▸ TEXT SEGMENT:
++++++

Concessions, boardwalks, and bathhouses are available in both the north and south areas. There is also a diver's dock located at Blue Hole Spring, accessible from the northern lot. Three hiking trails offer five miles of path.

In-line skaters and bicyclists enjoy the shuttle road during the off-season, September through May.

This high usage park offers visitors picnicking, snorkeling, canoeing, tubing, swimming and nature trails. Presently, the north entrance limits 750 tubers a day; the south entrance is limited to 2,250 a day at Midpoint Launch. Unlimited tubers are permitted at Dampier's Landing.

Ichetucknee Springs State Park offers two entrances. The north entrance is off County Route 238, four miles northwest of Fort White. The southern entrance is located of State Route 27.

++++++

▸ RECORDS:
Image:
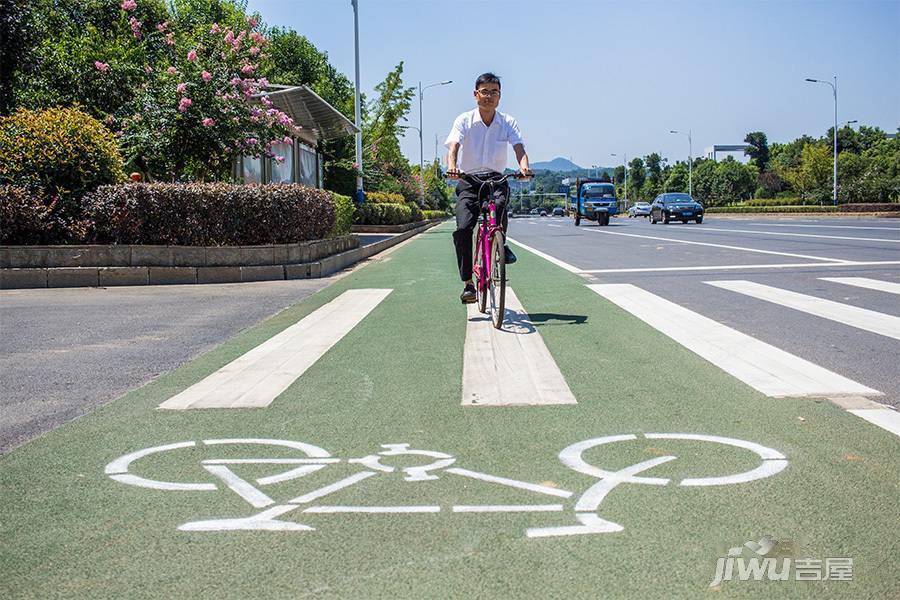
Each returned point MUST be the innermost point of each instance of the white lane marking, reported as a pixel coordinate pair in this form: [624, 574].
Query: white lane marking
[739, 267]
[373, 509]
[259, 376]
[333, 487]
[883, 417]
[897, 229]
[741, 248]
[508, 508]
[264, 521]
[764, 367]
[861, 318]
[865, 282]
[522, 485]
[789, 234]
[240, 487]
[555, 261]
[511, 366]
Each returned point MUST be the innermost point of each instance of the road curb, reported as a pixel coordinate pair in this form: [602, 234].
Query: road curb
[62, 277]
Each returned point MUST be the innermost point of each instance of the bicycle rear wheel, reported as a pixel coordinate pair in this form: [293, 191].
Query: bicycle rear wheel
[497, 282]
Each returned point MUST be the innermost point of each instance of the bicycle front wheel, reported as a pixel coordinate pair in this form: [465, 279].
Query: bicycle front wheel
[497, 284]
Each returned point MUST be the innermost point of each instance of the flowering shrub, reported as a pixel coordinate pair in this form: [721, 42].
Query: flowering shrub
[209, 214]
[344, 213]
[25, 217]
[202, 103]
[60, 154]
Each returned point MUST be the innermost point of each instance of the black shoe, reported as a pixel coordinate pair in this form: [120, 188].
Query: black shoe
[468, 295]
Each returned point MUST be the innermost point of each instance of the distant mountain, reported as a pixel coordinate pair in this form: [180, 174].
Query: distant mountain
[559, 164]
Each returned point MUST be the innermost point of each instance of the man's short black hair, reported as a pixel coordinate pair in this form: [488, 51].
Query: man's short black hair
[486, 78]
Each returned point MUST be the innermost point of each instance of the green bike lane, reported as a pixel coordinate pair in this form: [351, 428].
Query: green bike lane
[70, 530]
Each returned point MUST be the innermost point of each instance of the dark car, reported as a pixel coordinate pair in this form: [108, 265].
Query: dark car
[672, 205]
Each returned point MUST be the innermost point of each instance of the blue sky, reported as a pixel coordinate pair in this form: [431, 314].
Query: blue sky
[588, 78]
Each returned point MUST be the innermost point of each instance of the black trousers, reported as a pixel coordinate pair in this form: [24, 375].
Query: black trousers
[468, 209]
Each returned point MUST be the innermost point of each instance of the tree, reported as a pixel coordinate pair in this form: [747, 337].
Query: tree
[758, 150]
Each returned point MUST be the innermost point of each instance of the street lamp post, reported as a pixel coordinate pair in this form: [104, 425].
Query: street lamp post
[625, 164]
[360, 197]
[834, 90]
[421, 151]
[690, 160]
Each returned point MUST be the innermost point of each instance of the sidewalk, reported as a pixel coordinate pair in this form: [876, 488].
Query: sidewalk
[486, 501]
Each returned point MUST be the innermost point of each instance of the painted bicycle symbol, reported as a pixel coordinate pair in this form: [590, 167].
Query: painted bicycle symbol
[434, 466]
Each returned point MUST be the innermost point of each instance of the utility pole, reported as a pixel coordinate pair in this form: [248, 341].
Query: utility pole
[360, 195]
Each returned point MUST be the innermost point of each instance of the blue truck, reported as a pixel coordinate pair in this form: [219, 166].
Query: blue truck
[594, 200]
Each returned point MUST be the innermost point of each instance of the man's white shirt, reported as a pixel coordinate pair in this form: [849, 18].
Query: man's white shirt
[483, 148]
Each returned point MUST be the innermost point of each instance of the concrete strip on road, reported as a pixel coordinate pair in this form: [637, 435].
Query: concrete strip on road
[741, 248]
[512, 366]
[861, 318]
[259, 376]
[764, 367]
[865, 282]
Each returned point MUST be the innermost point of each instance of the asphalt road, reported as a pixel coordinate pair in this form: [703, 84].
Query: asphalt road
[633, 251]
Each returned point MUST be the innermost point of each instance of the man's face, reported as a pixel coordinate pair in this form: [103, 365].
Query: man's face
[487, 95]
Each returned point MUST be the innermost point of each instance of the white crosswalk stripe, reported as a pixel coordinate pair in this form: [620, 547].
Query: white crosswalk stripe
[768, 369]
[259, 376]
[854, 316]
[511, 366]
[865, 282]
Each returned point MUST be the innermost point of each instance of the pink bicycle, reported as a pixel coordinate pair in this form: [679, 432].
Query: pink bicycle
[489, 258]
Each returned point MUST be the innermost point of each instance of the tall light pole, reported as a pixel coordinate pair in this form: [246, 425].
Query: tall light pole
[690, 160]
[625, 163]
[834, 90]
[360, 196]
[421, 151]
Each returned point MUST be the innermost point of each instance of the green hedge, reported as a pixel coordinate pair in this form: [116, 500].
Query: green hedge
[384, 198]
[208, 214]
[372, 213]
[344, 214]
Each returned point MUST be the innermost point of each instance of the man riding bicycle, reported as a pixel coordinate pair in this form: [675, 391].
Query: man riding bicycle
[482, 135]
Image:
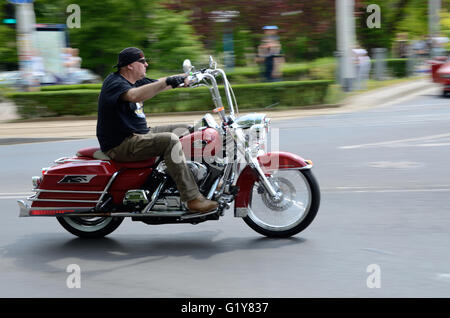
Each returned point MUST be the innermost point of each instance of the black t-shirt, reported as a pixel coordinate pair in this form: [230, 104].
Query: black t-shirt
[119, 119]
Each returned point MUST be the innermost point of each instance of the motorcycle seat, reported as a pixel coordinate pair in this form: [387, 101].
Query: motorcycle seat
[96, 153]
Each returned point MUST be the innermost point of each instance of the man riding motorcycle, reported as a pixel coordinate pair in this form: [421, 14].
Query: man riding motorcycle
[122, 129]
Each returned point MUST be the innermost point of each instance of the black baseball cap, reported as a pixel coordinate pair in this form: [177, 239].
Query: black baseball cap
[128, 56]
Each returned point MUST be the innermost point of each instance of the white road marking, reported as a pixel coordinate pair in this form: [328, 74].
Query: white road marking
[395, 143]
[443, 276]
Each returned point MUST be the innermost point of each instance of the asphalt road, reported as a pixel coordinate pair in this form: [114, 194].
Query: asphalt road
[382, 229]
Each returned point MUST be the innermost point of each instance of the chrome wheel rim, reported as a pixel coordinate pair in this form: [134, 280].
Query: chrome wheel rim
[290, 211]
[88, 224]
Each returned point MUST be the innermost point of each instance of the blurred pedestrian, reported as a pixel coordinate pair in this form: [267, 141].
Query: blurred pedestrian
[270, 54]
[37, 67]
[363, 66]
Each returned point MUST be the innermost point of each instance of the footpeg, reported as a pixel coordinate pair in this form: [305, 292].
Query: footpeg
[197, 215]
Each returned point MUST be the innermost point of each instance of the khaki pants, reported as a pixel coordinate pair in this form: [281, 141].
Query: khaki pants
[161, 141]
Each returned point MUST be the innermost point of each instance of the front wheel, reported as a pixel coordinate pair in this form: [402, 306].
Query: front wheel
[291, 214]
[90, 227]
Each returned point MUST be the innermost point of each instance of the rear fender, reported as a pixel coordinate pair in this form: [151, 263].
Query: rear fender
[269, 162]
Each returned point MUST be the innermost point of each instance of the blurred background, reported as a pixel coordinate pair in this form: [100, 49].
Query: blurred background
[347, 44]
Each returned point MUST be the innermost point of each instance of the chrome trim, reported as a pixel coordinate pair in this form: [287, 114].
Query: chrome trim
[213, 188]
[67, 191]
[62, 200]
[248, 120]
[154, 197]
[307, 167]
[113, 177]
[24, 208]
[240, 212]
[83, 178]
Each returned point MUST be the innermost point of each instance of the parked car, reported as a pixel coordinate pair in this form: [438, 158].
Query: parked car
[81, 76]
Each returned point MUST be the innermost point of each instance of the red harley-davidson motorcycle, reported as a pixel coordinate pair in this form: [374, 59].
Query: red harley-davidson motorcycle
[275, 193]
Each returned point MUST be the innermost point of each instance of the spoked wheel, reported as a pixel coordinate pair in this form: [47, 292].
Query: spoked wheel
[291, 214]
[90, 227]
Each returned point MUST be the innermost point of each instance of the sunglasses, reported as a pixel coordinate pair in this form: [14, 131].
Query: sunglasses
[143, 60]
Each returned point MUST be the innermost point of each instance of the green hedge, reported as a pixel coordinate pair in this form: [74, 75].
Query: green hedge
[397, 67]
[249, 96]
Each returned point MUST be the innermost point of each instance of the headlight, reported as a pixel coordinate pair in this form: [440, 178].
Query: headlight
[256, 139]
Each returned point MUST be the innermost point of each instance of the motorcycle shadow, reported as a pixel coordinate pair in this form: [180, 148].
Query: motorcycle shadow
[52, 252]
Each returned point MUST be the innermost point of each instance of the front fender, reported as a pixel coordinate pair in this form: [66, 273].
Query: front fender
[269, 162]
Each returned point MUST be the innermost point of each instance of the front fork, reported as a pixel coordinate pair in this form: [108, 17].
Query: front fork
[265, 182]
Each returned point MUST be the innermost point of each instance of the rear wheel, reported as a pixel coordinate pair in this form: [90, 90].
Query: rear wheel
[90, 227]
[291, 214]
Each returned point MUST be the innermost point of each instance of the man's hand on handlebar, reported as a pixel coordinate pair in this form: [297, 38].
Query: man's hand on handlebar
[176, 81]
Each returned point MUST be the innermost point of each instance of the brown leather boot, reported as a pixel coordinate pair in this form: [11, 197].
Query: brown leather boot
[201, 205]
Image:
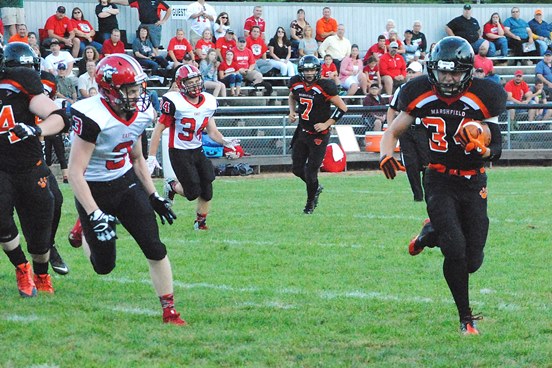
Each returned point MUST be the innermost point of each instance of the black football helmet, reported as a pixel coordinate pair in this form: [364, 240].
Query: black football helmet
[451, 54]
[20, 54]
[309, 62]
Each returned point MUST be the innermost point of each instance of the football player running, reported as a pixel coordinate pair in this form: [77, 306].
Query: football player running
[312, 97]
[110, 178]
[456, 183]
[188, 112]
[24, 178]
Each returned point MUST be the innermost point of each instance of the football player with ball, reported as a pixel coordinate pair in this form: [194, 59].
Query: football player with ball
[451, 104]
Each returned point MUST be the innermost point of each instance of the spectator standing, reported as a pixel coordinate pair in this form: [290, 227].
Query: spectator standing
[297, 30]
[308, 45]
[255, 20]
[392, 69]
[493, 31]
[149, 13]
[60, 27]
[113, 45]
[520, 36]
[326, 26]
[468, 28]
[84, 31]
[106, 12]
[279, 51]
[200, 16]
[338, 46]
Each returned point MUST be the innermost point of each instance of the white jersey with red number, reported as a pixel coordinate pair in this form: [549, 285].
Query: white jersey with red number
[185, 120]
[95, 122]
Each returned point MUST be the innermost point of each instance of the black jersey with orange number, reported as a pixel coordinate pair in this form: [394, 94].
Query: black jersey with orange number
[442, 117]
[17, 87]
[314, 100]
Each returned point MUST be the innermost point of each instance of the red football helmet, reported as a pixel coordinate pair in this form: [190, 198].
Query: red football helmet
[115, 74]
[186, 82]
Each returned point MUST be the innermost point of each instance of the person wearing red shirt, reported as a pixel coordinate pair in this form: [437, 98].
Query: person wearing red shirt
[392, 69]
[60, 27]
[113, 45]
[254, 20]
[178, 48]
[225, 43]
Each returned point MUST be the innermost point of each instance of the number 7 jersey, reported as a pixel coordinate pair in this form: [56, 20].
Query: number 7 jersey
[186, 120]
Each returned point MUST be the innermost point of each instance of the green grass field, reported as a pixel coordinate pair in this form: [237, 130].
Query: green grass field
[267, 286]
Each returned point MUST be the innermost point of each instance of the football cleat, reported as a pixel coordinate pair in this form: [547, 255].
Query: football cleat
[44, 283]
[414, 247]
[25, 283]
[57, 263]
[168, 191]
[75, 235]
[172, 317]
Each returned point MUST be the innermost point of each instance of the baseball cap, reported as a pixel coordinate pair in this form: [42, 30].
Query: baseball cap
[415, 66]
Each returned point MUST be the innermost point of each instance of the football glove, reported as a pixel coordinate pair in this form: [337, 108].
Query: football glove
[103, 225]
[163, 208]
[152, 164]
[389, 165]
[24, 131]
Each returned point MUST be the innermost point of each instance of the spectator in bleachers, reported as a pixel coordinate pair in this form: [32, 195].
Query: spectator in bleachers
[209, 70]
[418, 38]
[481, 61]
[200, 16]
[338, 46]
[149, 13]
[308, 45]
[279, 51]
[229, 74]
[222, 24]
[493, 31]
[258, 47]
[297, 30]
[178, 48]
[392, 69]
[468, 28]
[255, 20]
[89, 54]
[326, 26]
[374, 120]
[541, 31]
[107, 19]
[145, 53]
[60, 27]
[245, 61]
[377, 49]
[520, 36]
[58, 57]
[113, 45]
[228, 42]
[204, 44]
[519, 93]
[329, 70]
[371, 70]
[87, 80]
[84, 31]
[543, 72]
[351, 75]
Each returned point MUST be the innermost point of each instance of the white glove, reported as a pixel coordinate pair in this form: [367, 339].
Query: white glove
[152, 164]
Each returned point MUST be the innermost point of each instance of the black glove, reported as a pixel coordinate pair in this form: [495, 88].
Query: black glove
[163, 208]
[103, 225]
[24, 131]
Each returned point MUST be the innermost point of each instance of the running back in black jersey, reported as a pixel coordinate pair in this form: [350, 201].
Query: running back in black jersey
[17, 87]
[308, 96]
[442, 117]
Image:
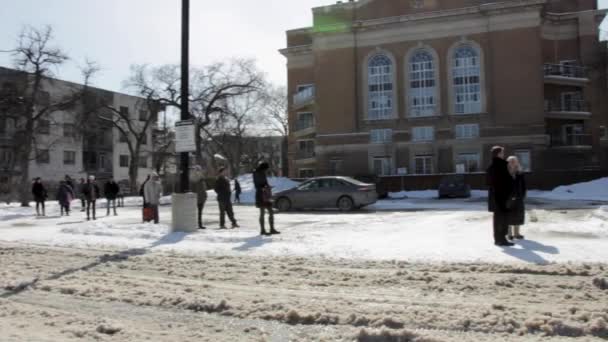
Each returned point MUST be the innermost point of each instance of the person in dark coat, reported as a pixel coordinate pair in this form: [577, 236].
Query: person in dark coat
[111, 190]
[65, 195]
[80, 190]
[263, 194]
[222, 189]
[91, 194]
[237, 191]
[500, 185]
[517, 213]
[40, 195]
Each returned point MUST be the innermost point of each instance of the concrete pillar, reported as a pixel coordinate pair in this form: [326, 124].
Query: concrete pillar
[184, 213]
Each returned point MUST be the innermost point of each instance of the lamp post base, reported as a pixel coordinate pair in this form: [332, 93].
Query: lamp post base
[184, 213]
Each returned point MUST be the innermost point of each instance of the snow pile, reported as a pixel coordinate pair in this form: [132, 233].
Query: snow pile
[596, 190]
[278, 184]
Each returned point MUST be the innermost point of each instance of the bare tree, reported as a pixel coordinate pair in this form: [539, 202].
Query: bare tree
[211, 87]
[36, 60]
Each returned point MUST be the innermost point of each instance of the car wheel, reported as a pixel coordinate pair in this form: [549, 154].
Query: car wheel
[283, 204]
[346, 203]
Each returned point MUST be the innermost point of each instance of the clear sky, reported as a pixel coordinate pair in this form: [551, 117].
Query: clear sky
[118, 33]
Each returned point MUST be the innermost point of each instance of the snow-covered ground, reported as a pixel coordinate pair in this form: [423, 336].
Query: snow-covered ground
[432, 232]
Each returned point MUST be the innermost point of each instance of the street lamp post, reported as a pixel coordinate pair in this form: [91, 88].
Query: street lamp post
[185, 112]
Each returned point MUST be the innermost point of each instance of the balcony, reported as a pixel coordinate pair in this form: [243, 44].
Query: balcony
[567, 109]
[565, 74]
[578, 141]
[304, 97]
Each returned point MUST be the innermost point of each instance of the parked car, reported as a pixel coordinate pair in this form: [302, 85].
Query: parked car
[343, 193]
[454, 186]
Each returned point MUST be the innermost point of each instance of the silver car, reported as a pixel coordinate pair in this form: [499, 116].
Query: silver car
[343, 193]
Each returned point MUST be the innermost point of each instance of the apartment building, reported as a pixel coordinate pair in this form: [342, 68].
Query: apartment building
[73, 141]
[406, 87]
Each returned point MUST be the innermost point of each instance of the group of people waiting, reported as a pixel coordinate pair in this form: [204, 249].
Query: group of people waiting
[506, 195]
[87, 191]
[263, 197]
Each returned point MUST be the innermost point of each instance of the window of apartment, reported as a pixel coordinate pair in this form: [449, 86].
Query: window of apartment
[470, 162]
[381, 136]
[69, 158]
[69, 130]
[123, 161]
[305, 120]
[422, 85]
[466, 78]
[143, 162]
[525, 159]
[6, 157]
[423, 164]
[380, 88]
[467, 131]
[336, 167]
[44, 127]
[143, 115]
[306, 173]
[124, 111]
[603, 132]
[423, 133]
[383, 166]
[43, 157]
[122, 138]
[306, 148]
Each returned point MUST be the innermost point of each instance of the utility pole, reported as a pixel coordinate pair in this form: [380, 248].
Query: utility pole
[185, 112]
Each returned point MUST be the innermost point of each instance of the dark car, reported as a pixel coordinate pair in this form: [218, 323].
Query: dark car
[454, 186]
[343, 193]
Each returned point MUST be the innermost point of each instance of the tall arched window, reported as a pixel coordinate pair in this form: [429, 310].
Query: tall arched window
[423, 86]
[380, 87]
[466, 78]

++++++

▸ EXERCISE PROMPT:
According to the Ichetucknee Springs State Park text, what is the daily limit on tubers at the north entrance?

▸ OUTPUT:
750 tubers a day.